Data to process =
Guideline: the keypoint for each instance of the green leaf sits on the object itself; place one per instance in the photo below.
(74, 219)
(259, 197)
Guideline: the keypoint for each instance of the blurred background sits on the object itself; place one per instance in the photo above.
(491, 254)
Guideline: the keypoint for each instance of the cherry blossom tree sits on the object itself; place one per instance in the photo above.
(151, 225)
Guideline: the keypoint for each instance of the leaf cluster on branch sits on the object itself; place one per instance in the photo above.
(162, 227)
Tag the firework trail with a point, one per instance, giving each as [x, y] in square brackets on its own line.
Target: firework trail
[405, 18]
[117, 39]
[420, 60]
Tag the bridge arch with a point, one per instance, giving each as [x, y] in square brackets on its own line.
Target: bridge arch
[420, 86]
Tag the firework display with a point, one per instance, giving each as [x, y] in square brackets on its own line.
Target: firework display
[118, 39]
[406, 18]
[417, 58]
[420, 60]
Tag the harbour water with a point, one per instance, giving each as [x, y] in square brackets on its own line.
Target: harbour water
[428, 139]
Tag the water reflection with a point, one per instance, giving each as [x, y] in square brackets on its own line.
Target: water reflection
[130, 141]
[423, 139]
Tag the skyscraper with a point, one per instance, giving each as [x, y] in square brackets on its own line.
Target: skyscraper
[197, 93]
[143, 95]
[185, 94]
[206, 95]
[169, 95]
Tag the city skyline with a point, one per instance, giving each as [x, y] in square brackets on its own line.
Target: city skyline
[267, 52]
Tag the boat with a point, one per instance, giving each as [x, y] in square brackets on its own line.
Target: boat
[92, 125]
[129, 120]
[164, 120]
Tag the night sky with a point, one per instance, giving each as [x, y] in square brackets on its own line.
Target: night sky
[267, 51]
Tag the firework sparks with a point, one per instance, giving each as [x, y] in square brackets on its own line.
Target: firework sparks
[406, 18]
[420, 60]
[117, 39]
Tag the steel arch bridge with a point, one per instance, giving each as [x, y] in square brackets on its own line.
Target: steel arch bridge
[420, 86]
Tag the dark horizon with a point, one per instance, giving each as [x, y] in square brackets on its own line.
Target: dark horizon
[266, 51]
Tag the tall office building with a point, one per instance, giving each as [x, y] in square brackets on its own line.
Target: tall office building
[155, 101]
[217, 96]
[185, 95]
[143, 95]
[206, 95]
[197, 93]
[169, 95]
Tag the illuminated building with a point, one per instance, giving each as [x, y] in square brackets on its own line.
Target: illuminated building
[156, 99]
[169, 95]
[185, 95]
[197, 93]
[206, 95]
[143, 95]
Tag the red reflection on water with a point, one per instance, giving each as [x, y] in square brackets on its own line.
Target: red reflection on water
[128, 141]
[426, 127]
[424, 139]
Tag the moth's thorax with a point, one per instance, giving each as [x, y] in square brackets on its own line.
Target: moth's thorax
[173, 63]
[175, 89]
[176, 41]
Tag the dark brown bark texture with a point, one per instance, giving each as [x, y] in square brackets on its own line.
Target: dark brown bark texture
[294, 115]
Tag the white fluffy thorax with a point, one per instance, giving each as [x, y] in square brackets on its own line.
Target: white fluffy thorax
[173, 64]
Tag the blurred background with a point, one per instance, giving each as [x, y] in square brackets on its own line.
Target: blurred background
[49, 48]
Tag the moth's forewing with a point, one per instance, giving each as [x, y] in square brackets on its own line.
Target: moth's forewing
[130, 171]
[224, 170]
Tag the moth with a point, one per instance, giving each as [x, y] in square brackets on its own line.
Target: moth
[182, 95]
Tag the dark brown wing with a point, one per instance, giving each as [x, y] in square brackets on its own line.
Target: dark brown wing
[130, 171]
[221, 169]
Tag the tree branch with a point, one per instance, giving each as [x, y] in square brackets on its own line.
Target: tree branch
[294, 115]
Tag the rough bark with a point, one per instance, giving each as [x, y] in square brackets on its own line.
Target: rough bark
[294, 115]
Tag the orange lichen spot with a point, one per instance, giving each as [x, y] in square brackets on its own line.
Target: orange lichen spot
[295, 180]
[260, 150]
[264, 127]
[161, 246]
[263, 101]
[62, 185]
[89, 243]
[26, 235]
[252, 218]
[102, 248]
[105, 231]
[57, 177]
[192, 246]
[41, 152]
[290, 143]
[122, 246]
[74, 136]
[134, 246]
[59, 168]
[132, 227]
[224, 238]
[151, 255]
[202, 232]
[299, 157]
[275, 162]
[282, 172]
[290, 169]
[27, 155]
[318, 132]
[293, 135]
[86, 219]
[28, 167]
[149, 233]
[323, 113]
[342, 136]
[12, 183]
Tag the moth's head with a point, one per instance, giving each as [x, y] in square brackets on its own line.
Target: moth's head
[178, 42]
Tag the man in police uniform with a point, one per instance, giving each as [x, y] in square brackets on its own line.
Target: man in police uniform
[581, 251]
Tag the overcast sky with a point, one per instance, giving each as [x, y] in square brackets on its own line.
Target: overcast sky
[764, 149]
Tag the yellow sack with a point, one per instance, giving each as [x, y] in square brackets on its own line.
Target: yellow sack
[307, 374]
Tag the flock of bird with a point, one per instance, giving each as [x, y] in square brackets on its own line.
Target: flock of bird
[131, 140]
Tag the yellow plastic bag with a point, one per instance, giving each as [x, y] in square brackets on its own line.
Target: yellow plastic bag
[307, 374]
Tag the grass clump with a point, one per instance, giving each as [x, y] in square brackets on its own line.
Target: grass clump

Instructions to follow = Count the lines above in which the string "clump" occurs. Give that number and nothing else.

Answer below = 2